United States District Court, W.D. Arkansas, Texarkana Division

May 18, 2015

PHYLLIS DAVIS On behalf of M.C., A MINOR, Plaintiff,
v.
CAROLYN W. COLVIN Commissioner, Social Security Administration, Defendant.

MEMORANDUM OPINION

BARRY A. BRYANT, Magistrate Judge.

Phyllis Davis ("Plaintiff") brings this action on behalf of M.C., a minor, pursuant to § 205(g) of Title II of the Social Security Act ("The Act"), 42 U.S.C. § 405(g) (2010), seeking judicial review of a final decision of the Commissioner of the Social Security Administration ("SSA") denying M.C.'s application for Supplemental Security Income ("SSI") under Title XVI of the Act. The parties have consented to the jurisdiction of a magistrate judge to conduct any and all proceedings in this case, including conducting the trial, ordering the entry of a final judgment, and conducting all post-judgment proceedings. ECF No. 5.[1] Pursuant to this authority, the Court issues this memorandum opinion and orders the entry of a final judgment in this matter.

1. Background:

Plaintiff protectively filed an SSI application on behalf of M.C. on September 1, 2011. (Tr. 35, 134-142). With this application, Plaintiff alleges M.C. is disabled due to premature birth. (Tr. 155). Plaintiff alleges M.C.'s onset date was his date of birth of June 13, 2011. (Tr. 155). This application was denied initially and again upon reconsideration. (Tr. 73-75, 79-82). Thereafter, Plaintiff requested an administrative hearing on M.C.'s application, and this hearing request was granted. (Tr. 88-89). An administrative hearing was held on February 12, 2013. (Tr. 56-70). Plaintiff was present and was represented by Greg Giles at this hearing. Id. Plaintiff testified at the hearing in this matter. Id.

On April 12, 2013, the ALJ entered an unfavorable decision denying Plaintiff's application for SSI on behalf of M.C. (Tr. 35-50). In this decision, the ALJ determined M.C. was born on June 13, 2011 and was a newborn/young infant on the date his application was filed and was currently an older infant. (Tr. 38, Finding 1). The ALJ determined M.C. had not engaged in Substantial Gainful Activity ("SGA") since his application date. (Tr. 38, Finding 2). The ALJ determined M.C. had the following severe impairments: low birth weight, gastroesophagel reflux (GERD), asthma, and allergies. (Tr. 38, Finding 3). The ALJ also determined, however, that none of M.C.'s impairments met, medically equaled, or were functionally equivalent to the Listing of Impairments in Appendix 1, Subpart P, Regulations No. 4 ("Listings"). (Tr. 39-40, Findings 4-5).

In assessing whether M.C.'s impairments were functionally equivalent to the Listings, the ALJ assessed six domains of functioning. (Tr. 40-49, Finding 5). Specifically, the ALJ determined M.C. had the following limitations in the six domains of functioning: (1) no limitation in acquiring and using information; (2) no limitation in attending and completing tasks; (3) no limitation in interacting and relating with others; (4) no limitation in moving about and manipulating objects; (5) no limitation in the ability to care for himself; and (6) marked limitation in health and physical well-being. Id. Based upon these findings, the ALJ determined M.C. had not been under a disability, as defined by the Act, at any time from the date Plaintiff's application was filed through the date of his decision. (Tr. 49, Finding 6).

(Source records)

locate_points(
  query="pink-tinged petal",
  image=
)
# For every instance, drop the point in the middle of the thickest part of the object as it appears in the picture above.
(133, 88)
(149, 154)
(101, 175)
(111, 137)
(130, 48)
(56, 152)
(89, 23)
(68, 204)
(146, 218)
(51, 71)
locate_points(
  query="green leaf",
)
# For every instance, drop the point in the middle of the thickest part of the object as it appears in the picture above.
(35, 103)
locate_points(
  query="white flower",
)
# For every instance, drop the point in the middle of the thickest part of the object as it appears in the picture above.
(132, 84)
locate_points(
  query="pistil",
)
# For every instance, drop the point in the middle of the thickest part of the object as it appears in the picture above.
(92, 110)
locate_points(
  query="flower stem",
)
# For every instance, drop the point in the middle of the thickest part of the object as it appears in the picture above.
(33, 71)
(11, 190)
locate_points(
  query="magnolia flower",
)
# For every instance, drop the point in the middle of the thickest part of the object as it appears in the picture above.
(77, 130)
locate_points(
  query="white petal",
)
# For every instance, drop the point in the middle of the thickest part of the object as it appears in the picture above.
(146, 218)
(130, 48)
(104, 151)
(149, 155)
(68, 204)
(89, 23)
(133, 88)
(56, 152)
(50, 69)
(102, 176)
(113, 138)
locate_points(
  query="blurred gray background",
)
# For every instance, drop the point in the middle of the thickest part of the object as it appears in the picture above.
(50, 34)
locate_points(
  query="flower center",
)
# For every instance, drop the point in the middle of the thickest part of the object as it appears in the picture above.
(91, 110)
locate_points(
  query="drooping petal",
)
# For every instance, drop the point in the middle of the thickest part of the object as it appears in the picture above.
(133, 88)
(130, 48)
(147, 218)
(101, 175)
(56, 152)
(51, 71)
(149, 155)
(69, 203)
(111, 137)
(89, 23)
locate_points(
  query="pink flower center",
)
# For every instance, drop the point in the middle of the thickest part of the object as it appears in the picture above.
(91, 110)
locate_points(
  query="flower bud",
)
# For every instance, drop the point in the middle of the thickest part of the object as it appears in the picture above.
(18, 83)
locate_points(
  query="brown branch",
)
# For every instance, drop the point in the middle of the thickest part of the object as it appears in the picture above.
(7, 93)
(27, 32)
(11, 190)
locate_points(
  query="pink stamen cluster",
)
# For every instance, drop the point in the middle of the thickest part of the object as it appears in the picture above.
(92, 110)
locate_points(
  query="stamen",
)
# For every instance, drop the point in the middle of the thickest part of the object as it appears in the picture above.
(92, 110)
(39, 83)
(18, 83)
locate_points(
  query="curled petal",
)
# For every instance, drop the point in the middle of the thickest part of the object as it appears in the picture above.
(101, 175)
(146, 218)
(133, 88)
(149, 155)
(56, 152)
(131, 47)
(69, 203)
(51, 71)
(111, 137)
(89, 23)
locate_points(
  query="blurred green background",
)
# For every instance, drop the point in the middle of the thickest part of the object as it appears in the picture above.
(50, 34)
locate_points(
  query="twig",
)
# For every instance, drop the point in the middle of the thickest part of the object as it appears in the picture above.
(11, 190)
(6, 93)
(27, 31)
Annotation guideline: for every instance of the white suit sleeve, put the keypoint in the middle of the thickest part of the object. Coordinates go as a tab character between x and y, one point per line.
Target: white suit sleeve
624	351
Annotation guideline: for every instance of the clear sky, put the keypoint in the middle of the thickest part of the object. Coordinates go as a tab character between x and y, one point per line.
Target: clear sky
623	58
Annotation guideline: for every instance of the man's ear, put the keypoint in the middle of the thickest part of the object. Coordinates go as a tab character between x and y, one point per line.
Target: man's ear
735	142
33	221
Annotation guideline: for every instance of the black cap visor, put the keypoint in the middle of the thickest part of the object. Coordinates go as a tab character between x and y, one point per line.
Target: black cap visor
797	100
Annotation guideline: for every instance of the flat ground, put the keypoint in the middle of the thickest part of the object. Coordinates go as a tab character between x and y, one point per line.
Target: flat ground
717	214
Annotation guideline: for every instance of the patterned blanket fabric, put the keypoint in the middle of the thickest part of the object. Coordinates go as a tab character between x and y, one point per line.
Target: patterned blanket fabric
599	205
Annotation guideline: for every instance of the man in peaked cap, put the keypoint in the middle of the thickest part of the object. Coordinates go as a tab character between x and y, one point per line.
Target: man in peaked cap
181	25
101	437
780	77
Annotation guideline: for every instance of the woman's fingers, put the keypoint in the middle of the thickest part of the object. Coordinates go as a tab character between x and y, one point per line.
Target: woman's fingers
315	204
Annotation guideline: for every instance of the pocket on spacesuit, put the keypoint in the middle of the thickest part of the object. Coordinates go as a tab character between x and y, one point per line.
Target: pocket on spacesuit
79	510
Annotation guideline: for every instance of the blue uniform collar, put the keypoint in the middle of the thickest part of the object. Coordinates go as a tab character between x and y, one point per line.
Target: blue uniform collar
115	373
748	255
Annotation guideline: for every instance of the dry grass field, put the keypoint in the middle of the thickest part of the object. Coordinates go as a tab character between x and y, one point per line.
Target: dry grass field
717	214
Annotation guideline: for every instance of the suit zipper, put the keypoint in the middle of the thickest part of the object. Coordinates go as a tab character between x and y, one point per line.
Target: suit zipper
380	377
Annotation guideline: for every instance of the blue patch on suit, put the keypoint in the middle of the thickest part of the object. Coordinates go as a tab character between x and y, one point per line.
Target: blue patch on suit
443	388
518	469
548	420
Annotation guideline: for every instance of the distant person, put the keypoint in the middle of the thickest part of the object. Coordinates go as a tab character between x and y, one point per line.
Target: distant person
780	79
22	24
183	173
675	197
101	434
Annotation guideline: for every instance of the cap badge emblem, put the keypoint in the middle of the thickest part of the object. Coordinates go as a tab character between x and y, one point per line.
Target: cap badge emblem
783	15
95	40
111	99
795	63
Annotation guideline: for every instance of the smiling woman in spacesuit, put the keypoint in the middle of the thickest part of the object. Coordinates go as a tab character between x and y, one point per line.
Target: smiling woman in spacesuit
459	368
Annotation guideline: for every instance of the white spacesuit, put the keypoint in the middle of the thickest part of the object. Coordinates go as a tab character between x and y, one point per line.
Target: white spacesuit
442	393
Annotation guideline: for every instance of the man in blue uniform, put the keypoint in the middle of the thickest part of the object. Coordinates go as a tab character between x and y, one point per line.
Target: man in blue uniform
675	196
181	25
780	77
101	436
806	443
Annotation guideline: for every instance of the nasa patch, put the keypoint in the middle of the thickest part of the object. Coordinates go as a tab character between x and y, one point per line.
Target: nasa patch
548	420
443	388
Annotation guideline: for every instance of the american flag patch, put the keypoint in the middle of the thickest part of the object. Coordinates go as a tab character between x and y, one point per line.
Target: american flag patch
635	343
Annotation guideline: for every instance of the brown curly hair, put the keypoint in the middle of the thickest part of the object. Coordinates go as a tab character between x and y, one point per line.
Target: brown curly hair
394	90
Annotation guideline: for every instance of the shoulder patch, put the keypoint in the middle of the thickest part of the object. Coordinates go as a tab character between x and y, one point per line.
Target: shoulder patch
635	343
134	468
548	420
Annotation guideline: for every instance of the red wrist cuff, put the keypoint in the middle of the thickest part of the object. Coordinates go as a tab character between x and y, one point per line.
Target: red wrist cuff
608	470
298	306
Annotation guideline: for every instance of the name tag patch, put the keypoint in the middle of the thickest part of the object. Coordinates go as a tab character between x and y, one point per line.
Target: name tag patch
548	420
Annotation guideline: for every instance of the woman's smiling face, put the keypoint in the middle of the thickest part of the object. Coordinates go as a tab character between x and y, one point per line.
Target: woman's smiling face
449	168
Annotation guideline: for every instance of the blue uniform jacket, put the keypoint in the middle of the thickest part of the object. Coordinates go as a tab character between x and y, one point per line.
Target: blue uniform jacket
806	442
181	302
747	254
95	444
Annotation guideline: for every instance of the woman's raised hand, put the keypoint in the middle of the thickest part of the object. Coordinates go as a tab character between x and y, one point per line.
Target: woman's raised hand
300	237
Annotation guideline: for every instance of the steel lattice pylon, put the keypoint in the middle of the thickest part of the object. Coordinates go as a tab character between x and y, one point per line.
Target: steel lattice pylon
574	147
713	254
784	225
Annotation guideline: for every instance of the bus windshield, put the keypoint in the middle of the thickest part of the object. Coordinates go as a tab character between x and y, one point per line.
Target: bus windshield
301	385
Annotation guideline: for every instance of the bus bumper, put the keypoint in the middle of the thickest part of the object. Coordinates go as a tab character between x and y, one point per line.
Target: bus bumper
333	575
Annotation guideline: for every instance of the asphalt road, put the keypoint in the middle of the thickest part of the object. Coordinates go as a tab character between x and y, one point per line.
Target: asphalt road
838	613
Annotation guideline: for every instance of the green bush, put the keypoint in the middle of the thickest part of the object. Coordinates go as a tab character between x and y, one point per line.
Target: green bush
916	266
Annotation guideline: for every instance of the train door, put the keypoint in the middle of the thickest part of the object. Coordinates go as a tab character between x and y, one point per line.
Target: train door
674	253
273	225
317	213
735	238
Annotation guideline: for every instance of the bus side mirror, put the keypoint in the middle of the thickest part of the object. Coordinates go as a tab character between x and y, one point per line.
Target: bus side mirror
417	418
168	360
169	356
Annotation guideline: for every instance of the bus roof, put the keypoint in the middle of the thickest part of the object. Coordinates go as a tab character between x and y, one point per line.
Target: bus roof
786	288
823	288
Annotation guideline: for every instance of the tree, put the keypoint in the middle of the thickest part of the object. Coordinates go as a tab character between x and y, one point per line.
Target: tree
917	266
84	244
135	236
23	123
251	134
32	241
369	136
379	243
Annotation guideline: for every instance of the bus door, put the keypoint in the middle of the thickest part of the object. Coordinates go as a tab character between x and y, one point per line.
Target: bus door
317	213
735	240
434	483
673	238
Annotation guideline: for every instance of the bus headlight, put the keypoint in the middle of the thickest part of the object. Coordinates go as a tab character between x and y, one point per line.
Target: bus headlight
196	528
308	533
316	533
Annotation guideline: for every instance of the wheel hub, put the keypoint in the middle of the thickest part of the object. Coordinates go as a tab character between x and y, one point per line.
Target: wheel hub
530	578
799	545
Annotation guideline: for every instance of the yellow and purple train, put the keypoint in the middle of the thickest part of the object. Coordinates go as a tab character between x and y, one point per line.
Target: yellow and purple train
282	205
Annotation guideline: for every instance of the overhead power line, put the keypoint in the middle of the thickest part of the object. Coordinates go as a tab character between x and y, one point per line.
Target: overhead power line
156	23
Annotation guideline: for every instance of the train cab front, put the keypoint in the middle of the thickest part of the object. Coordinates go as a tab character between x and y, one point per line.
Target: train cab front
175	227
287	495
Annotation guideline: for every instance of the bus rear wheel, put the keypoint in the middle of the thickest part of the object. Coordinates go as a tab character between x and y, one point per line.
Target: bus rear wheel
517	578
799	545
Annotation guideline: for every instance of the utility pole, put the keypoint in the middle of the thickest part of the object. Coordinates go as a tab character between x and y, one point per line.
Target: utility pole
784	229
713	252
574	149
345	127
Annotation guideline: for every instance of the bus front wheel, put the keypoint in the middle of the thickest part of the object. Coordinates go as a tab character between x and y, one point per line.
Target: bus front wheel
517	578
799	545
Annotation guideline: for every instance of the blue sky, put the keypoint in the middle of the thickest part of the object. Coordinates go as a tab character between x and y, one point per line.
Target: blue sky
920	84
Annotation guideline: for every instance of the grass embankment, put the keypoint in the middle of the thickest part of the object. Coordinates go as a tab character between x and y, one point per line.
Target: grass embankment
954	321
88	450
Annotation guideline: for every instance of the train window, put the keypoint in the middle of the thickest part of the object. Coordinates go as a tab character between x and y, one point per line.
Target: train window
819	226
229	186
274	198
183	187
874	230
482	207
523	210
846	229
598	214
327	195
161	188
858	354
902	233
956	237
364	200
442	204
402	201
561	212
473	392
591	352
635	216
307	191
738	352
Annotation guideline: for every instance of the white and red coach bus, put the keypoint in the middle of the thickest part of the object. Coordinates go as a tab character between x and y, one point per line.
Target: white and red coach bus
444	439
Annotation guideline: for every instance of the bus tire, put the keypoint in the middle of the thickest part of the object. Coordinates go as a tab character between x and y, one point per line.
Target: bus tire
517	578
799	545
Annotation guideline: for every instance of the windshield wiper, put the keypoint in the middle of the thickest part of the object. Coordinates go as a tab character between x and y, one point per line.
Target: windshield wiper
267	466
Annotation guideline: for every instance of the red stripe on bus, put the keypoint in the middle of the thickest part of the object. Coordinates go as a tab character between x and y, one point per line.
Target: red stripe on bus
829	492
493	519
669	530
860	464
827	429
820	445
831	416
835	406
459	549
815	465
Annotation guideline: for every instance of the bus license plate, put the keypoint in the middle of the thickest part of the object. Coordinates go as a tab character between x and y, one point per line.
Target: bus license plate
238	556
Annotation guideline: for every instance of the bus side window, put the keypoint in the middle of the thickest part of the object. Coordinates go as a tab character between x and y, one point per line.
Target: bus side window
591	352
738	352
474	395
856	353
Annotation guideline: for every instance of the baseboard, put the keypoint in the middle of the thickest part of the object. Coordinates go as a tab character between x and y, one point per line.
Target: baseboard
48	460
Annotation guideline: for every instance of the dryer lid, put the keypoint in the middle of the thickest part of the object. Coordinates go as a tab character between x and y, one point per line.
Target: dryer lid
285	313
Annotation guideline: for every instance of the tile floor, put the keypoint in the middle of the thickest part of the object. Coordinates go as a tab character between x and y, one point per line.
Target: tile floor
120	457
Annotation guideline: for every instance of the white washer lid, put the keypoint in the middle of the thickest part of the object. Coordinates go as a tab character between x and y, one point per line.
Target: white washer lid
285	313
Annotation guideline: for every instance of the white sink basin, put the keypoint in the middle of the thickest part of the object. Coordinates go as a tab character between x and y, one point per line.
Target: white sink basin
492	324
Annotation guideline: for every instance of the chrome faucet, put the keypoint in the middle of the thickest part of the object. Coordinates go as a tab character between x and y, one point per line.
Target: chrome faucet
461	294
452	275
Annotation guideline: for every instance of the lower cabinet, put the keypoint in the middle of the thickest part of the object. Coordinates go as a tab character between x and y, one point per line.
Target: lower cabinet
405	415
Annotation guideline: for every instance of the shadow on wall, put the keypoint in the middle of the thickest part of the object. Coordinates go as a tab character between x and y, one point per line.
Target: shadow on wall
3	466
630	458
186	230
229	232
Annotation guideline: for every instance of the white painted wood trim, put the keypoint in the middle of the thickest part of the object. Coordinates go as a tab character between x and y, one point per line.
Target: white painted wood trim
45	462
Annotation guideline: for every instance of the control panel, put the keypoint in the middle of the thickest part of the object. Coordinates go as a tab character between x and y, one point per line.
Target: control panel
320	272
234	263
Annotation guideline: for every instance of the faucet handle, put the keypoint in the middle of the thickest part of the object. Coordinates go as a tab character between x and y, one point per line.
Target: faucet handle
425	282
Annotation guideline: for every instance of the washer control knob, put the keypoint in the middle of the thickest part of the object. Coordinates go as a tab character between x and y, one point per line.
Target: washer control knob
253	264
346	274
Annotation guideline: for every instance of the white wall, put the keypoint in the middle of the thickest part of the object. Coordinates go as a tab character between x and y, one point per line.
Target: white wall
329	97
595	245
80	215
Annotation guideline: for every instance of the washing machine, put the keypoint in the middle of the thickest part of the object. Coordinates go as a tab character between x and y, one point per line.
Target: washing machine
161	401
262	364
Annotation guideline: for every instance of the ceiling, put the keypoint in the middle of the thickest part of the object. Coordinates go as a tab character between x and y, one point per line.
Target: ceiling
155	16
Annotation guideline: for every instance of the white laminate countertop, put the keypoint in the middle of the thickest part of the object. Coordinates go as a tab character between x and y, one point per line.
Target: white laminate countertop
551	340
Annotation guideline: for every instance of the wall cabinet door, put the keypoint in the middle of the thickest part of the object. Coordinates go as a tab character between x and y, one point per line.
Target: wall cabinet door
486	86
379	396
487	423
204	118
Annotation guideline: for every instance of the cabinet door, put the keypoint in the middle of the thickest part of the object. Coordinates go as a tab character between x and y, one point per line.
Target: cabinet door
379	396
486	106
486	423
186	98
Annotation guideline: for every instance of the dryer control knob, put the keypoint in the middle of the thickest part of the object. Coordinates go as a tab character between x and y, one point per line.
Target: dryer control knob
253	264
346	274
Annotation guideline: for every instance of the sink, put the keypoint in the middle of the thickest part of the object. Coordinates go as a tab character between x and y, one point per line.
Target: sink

_Exercise requirements_
1/ List the six domains of functioning that the ALJ assessed in the memorandum opinion.
2/ Continue the memorandum opinion on M.C.'s SSI claim from where it stops.

_Answers given_
1/
1. Acquiring and using information
2. Attending and completing tasks
3. Interacting and relating with others
4. Moving about and manipulating objects
5. The ability to care for himself
6. Health and physical well-being

2/
Thereafter, on April 13, 2013, Plaintiff requested the Appeals Council's review of the ALJ's unfavorable decision. (Tr. 31). On June 3, 2014, the Appeals Council declined to review this unfavorable decision. (Tr. 1-4). On July 11, 2014, Plaintiff filed the present appeal. ECF No. 1. The Parties consented to the jurisdiction of this Court on July 14, 2014. ECF No. 5. Both Parties have filed appeal briefs. ECF Nos. 12, 13. This case is now ready for decision.

2. Applicable Law:

In reviewing this case, this Court is required to determine whether the Commissioner's findings are supported by substantial evidence in the record as a whole. See 42 U.S.C. § 405(g) (2006); Ramirez v. Barnhart, 292 F.3d 576, 583 (8th Cir. 2002). Substantial evidence is less than a preponderance of the evidence, but it is enough that a reasonable mind would find it adequate to support the Commissioner's decision. See Johnson v. Apfel, 240 F.3d 1145, 1147 (8th Cir. 2001). As long as there is substantial evidence in the record that supports the Commissioner's decision, the Court may not reverse it simply because substantial evidence exists in the record that would have supported a contrary outcome or because the Court would have decided the case differently. See Haley v. Massanari, 258 F.3d 742, 747 (8th Cir. 2001). If, after reviewing the record, it is possible to draw two inconsistent positions from the evidence and one of those positions represents the findings of the ALJ, the decision of the ALJ must be affirmed. See Young v. Apfel, 221 F.3d 1065, 1068 (8th Cir. 2000).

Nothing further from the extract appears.